TASK REQUIREMENTS - Reproduce all of the data below line for line, without changing anything. Leave the pictures out.

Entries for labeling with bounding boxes
■ ■ ■ ■

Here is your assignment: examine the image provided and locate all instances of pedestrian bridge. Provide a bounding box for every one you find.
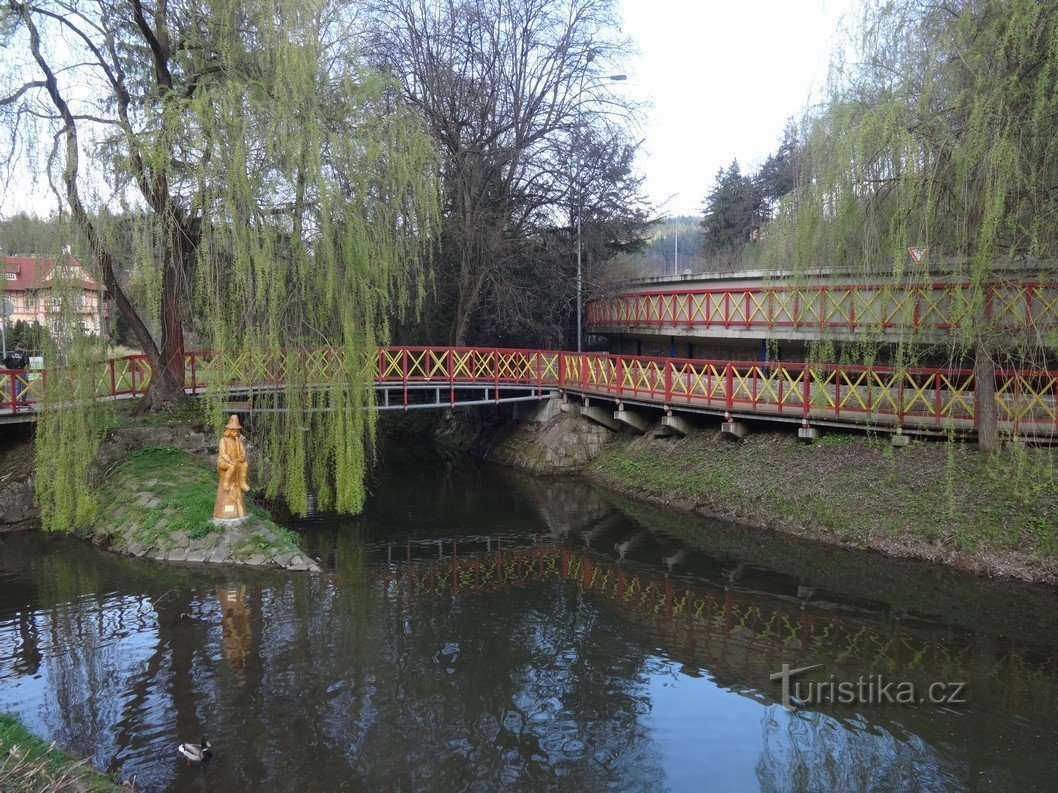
[585,271,1058,344]
[0,347,1058,441]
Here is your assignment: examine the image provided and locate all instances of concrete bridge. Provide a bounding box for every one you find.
[0,347,1058,441]
[586,271,1058,357]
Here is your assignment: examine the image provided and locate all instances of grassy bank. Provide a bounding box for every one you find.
[586,430,1058,583]
[0,714,125,793]
[93,446,300,566]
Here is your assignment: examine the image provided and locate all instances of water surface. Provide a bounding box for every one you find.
[0,450,1058,791]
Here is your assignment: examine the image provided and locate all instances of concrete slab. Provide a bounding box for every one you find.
[514,399,563,424]
[560,402,581,419]
[614,407,651,435]
[661,413,694,436]
[720,421,749,441]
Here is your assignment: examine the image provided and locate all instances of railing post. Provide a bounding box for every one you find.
[444,347,456,405]
[896,368,908,427]
[801,361,811,421]
[492,349,499,404]
[400,347,407,410]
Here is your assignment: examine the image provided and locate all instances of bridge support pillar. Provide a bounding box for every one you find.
[614,407,651,435]
[581,405,623,432]
[797,427,819,443]
[657,414,694,437]
[720,419,749,441]
[514,397,562,424]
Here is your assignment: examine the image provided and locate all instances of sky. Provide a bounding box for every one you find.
[614,0,853,215]
[0,0,855,216]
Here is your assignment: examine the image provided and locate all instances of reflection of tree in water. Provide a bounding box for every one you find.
[756,705,967,793]
[234,530,662,790]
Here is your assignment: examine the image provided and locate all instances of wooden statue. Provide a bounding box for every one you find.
[213,416,250,521]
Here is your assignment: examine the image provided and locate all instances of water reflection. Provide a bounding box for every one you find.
[0,456,1058,791]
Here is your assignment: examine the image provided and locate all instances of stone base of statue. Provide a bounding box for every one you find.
[209,516,250,527]
[213,483,247,525]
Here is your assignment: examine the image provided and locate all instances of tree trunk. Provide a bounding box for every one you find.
[973,338,999,451]
[144,220,186,410]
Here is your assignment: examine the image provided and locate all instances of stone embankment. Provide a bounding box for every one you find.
[435,412,615,474]
[438,403,1058,584]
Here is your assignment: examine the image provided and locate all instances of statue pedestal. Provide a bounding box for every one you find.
[211,515,250,527]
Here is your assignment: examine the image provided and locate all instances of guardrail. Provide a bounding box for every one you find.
[586,281,1058,336]
[0,347,1058,437]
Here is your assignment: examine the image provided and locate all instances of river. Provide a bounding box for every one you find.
[0,449,1058,792]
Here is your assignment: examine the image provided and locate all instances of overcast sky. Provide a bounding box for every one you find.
[0,0,854,220]
[615,0,852,215]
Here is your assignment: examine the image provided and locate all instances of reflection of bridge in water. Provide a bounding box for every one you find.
[380,532,1058,719]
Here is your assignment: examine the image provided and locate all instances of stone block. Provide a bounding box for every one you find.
[614,407,651,435]
[720,421,749,441]
[581,405,623,432]
[661,413,694,436]
[797,427,819,443]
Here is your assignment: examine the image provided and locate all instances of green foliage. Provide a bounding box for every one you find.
[29,268,112,531]
[184,0,438,515]
[0,0,440,529]
[768,0,1058,329]
[701,160,764,256]
[0,714,125,793]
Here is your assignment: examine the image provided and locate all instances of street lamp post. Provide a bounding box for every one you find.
[577,66,628,352]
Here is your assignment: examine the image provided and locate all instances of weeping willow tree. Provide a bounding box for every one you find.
[767,0,1058,448]
[0,0,438,528]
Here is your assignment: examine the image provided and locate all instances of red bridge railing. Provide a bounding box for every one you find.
[586,281,1058,334]
[0,347,1058,437]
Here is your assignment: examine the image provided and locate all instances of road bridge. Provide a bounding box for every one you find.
[0,347,1058,441]
[585,271,1058,354]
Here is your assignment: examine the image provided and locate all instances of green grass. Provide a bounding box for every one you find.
[0,714,125,793]
[112,399,209,429]
[101,446,299,555]
[590,432,1058,570]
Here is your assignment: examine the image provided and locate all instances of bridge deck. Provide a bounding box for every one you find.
[0,347,1058,439]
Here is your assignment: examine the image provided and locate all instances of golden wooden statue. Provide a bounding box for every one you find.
[213,416,250,521]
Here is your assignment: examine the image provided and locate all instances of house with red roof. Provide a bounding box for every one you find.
[0,256,108,334]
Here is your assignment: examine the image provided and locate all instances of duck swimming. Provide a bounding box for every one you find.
[177,738,213,763]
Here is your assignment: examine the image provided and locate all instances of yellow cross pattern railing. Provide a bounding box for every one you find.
[0,347,1058,438]
[587,280,1058,338]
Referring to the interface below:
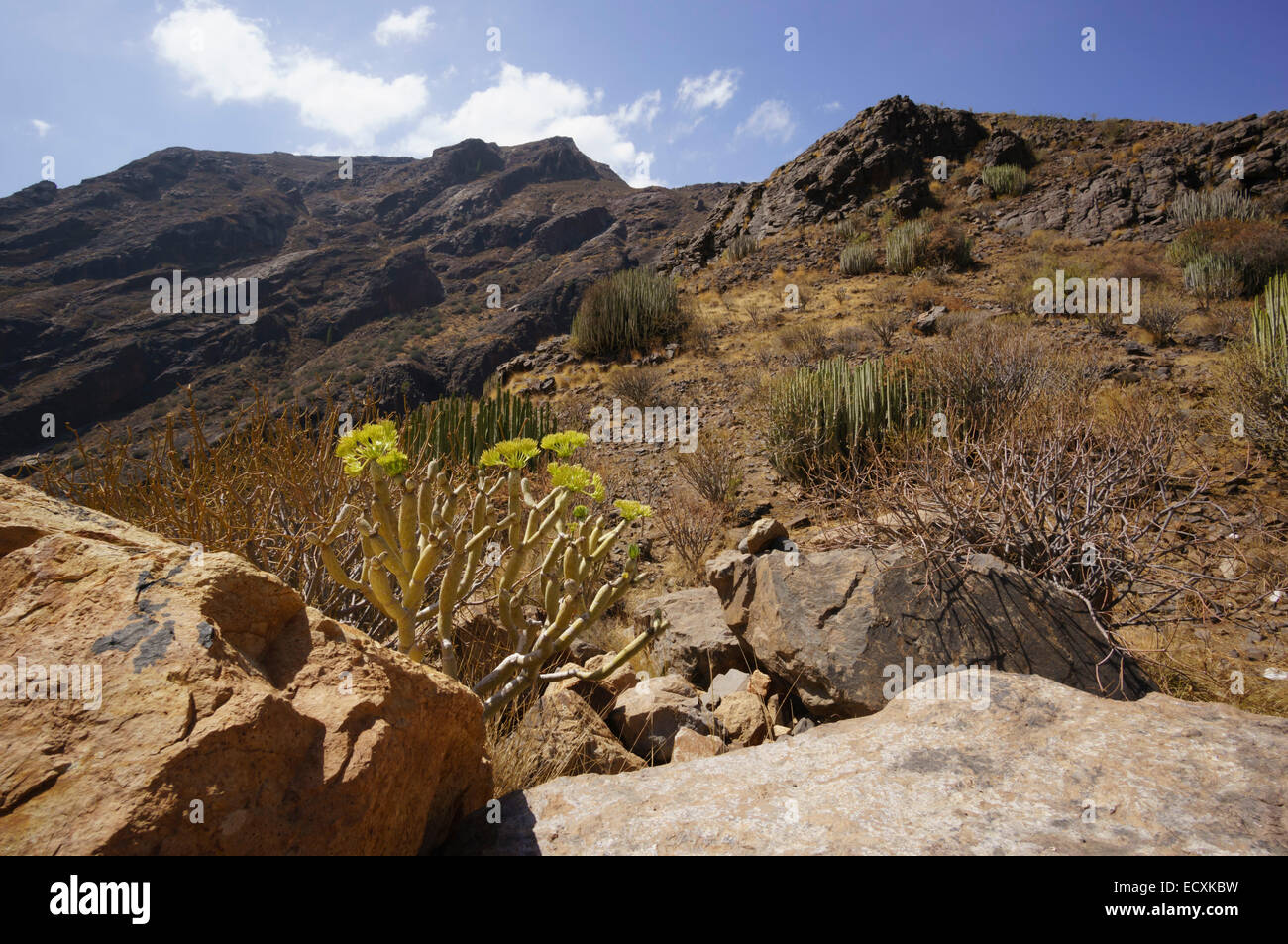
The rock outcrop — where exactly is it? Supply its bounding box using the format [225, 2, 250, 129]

■ ■ ■ ■

RESULT FOR THIS EXERCISE -
Here is your assignment: examine the image provided and locate all instances of pedestrian bridge. Provide a bounding box for every one you find.
[585,271,1058,344]
[0,347,1058,441]
Here is your assignment: examine the image provided and locate all instances of concrete bridge. Provide a bounding box for every one you find.
[0,347,1058,441]
[586,271,1058,357]
Here is your assignment: examine the image provided and locate all instances of grassy bank. Provide a bounding box for every one you find.
[586,430,1058,583]
[0,714,125,793]
[93,446,300,566]
Here is your assignment: examine the image provided and locate all instances of water surface. Provide a bounding box for every one you find.
[0,450,1058,791]
Here is your assignment: examine the image provided and locate all instances of concrete slab. Provide a bounding box for every one you find.
[514,399,563,424]
[560,402,581,419]
[614,407,651,435]
[661,413,694,436]
[720,421,749,441]
Here is your assignment: examine the image provided and locate all instances of railing post. Provide a bounding box for every one you find.
[444,347,456,405]
[896,368,908,427]
[801,361,811,421]
[492,349,499,404]
[400,347,407,410]
Here is your assignment: examine the image provided and locate all instances of bridge support pillar. Provide a bounding box for every one you find.
[614,407,651,435]
[581,405,623,432]
[797,427,819,443]
[657,414,694,437]
[720,419,749,441]
[514,397,562,424]
Here is your assignment: examine the image provided and locate all instances of sky. Provide a bounding box for every one you find.
[614,0,853,215]
[0,0,855,216]
Here is your assignment: examine the image provided and locate all instances of reflection of tree in water. Provide a bounding box for every one you find.
[756,705,967,793]
[234,530,662,790]
Here is your assignment: examine the image provided and locate all instances of wooden statue. Provide a bounding box for every one you find.
[213,416,250,521]
Here is your assignment: examine the image provided and locate all instances of water reflection. Provide a bounding box for every one you find.
[0,456,1058,791]
Here is your assignment: examine the image provided and locate all instances of stone base of statue. Provide a bounding box for every one you find.
[209,516,250,527]
[213,483,247,525]
Here is your assignment: examine the image provided and locate all instances of tree trunk. Provide a bounding box for every one you find.
[973,338,999,451]
[144,220,186,410]
Here is your assignment: examine the image provided and locate all instances of stone embankment. Provide a bounding box for every one you find.
[435,412,615,474]
[438,403,1058,584]
Here is your assignment: examine the image provided and locate all instances of statue pedestal. Provide a bounding box for every one you find.
[211,515,250,527]
Here is your assignment: examine the image provided and locate all instances of guardrail. Provide a bounding box for every one you find.
[586,281,1058,336]
[0,347,1058,437]
Here is your assignment: examine the image provided and locate all instances of river. Provide a bounding box for every one you find.
[0,449,1058,792]
Here is your assignment: examine the image provided and locate all instances of overcast sky. Provide a bounding box for every one you find.
[0,0,854,220]
[615,0,852,215]
Here is your assignment: examine the image provided and locate all instances of reflection of bridge in water. Provide a bounding box for every one you find.
[380,532,1058,719]
Here is your assignment: examine the image provided and locate all instances of stone block. Provide a bounding box for every one you find.
[614,407,651,435]
[720,421,749,441]
[581,405,623,432]
[661,413,694,436]
[797,427,819,443]
Here is your assignment: examine the image provided and locate all instances of green foliage. Provide a bounding box for every one you find.
[29,268,112,531]
[184,0,438,515]
[0,0,440,529]
[768,0,1058,329]
[701,160,764,256]
[0,714,125,793]
Here is your assignment: examine the image provided and locate all instances of street lamp post. Provide a bounding box for every one you find.
[577,66,628,352]
Here is your assignment: examine the image provided and locate all instances of weeping willow tree. Provide a bounding box for every one you find.
[767,0,1058,448]
[0,0,438,528]
Here is your assignment: examine the image provided and locate all instances of red bridge railing. Provide a bounding box for every one you find.
[586,281,1058,334]
[0,347,1058,437]
Here is your assignment: examine the image provided and locate all instances of road bridge. Provide a bounding box for every one you find.
[0,347,1058,441]
[585,271,1058,354]
Here is your assignment: examine the image provided and locate all instances of green grass. Provide a bounding box for every one you find.
[0,714,125,793]
[112,399,209,429]
[101,446,299,555]
[590,432,1058,570]
Here is your assignment: examine the image provided and locate all instances of bridge deck. Provide a bounding box for every one you find.
[0,347,1058,439]
Here is your assignment: examine the image provided and locate all instances of golden wooden statue. Provide a bounding box for every one you find.
[213,416,250,521]
Here is your assignment: examine the image provided and locate all instances of house with red roof. Provide a bounding box for every one you find.
[0,256,108,334]
Here is your assignment: examine the image provided and locate all instances of duck swimming. Provide a bounding box for every one you find.
[177,738,213,763]
Here is your assignment: examine the image provided and locate all instances of yellow cross pattern railing. Provide a bounding box for every one you find.
[0,347,1058,438]
[587,280,1058,338]
Referring to the interface below:
The rock outcrop — where exactly is it? Supply its bounding box using the format [225, 2, 250, 129]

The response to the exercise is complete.